ARTICLE:
* Start *
With regard to the defendants' "waiver" of their Speedy Trial Clause and Speedy Trial Act rights, as this Court explained in Willis:

In Kington, we joined all other circuits which have addressed the question in recognizing that the provisions of the Speedy Trial Act are not waivable by the defendant. [ ] The Act is intended both to protect the defendant from undue delay in his trial and to benefit the public by ensuring that criminal trials are quickly resolved. Allowing the defendant to waive the Act's provisions would compromise the public interest in speedy justice. In the vast majority of cases, the defendant will be quite happy to delay the final determination of his guilt or innocence. The Act's central intent to protect society's interests requires that a defendant's purported waiver of his rights under the Act be ineffective to stop the speedy trial clock from running.
* End *
GOAL A: Retype the Speedy Trial Act excerpt from "With regard to" up to and including "clock from running.".

DATASET EXTRACT:
* Start *
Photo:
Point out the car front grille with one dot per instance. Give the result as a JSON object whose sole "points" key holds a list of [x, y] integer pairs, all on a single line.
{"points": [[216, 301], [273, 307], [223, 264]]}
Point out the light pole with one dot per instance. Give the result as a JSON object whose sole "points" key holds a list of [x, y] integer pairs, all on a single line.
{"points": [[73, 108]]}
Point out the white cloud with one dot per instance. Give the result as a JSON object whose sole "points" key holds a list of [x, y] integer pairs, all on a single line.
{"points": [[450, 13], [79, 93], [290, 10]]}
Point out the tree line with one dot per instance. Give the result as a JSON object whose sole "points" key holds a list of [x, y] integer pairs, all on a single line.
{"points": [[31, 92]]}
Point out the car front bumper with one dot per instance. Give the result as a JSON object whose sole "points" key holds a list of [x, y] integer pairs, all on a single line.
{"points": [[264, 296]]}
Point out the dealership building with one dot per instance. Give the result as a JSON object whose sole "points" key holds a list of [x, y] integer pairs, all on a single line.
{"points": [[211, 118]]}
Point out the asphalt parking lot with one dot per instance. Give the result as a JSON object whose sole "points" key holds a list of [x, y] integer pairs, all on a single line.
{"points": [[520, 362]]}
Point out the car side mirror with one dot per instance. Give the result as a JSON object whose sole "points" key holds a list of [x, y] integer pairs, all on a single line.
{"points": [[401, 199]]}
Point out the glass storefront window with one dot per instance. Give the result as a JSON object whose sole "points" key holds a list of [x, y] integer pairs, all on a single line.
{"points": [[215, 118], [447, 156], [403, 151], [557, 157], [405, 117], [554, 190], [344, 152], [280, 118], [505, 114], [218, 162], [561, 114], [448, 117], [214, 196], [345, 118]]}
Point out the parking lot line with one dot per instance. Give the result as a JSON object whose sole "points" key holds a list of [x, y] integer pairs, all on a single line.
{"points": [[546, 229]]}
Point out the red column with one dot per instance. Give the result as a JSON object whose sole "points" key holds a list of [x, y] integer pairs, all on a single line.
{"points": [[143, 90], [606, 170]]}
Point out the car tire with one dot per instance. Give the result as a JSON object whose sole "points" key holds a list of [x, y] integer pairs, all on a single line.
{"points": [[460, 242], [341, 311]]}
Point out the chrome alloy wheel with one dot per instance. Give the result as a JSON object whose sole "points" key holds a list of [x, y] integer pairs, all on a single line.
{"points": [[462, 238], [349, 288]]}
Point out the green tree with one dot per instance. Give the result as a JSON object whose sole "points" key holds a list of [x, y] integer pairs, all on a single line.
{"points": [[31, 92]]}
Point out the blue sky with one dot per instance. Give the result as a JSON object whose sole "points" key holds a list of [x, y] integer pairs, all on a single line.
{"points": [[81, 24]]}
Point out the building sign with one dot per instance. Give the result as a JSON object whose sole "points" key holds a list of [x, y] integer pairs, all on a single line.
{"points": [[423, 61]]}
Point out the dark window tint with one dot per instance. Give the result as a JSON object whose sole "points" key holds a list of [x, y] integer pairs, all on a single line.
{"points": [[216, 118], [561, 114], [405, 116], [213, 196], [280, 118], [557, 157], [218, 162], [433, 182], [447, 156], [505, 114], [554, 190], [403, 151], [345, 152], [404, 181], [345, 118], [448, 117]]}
* End *
* Start *
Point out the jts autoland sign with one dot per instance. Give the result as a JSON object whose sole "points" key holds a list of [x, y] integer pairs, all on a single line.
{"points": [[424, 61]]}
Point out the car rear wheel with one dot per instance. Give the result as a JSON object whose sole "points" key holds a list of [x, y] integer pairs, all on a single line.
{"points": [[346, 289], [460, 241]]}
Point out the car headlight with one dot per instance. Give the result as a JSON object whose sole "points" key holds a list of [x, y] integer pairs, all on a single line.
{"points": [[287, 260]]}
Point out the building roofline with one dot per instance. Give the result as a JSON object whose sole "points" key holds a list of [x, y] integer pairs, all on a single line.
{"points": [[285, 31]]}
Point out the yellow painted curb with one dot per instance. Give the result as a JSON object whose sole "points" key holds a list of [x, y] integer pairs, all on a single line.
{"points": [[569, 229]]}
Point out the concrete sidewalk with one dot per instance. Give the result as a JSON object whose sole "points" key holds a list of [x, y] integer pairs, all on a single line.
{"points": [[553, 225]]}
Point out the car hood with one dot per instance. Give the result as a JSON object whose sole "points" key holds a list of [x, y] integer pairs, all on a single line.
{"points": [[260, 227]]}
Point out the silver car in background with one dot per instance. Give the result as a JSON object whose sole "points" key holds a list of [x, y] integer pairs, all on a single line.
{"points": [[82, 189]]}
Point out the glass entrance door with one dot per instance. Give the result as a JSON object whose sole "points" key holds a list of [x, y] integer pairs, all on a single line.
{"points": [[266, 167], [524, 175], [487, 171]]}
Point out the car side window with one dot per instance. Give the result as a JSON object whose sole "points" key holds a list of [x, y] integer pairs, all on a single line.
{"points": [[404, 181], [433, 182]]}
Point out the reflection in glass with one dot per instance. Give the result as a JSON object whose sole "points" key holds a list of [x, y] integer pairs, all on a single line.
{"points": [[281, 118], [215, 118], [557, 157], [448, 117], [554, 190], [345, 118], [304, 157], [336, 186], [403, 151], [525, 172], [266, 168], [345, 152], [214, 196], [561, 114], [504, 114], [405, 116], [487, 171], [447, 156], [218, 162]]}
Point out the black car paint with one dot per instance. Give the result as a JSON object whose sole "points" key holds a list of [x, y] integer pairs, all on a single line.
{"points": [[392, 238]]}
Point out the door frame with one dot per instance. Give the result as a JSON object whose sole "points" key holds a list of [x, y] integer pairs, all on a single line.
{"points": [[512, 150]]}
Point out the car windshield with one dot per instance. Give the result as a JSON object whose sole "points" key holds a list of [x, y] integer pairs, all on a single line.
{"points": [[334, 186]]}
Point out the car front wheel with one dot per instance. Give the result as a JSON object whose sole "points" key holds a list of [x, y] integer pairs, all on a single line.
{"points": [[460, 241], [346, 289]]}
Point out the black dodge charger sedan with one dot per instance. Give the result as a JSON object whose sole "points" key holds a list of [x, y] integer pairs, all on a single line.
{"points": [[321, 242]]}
* End *
GOAL B: Find every line in the listing that contains the string "sign" and copy each one.

EXERCISE SOLUTION A:
With regard to the defendants' "waiver" of their Speedy Trial Clause and Speedy Trial Act rights, as this Court explained in Willis:

In Kington, we joined all other circuits which have addressed the question in recognizing that the provisions of the Speedy Trial Act are not waivable by the defendant. [ ] The Act is intended both to protect the defendant from undue delay in his trial and to benefit the public by ensuring that criminal trials are quickly resolved. Allowing the defendant to waive the Act's provisions would compromise the public interest in speedy justice. In the vast majority of cases, the defendant will be quite happy to delay the final determination of his guilt or innocence. The Act's central intent to protect society's interests requires that a defendant's purported waiver of his rights under the Act be ineffective to stop the speedy trial clock from running.

EXERCISE SOLUTION B:
Point out the building sign with one dot per instance. Give the result as a JSON object whose sole "points" key holds a list of [x, y] integer pairs, all on a single line.
Point out the jts autoland sign with one dot per instance. Give the result as a JSON object whose sole "points" key holds a list of [x, y] integer pairs, all on a single line.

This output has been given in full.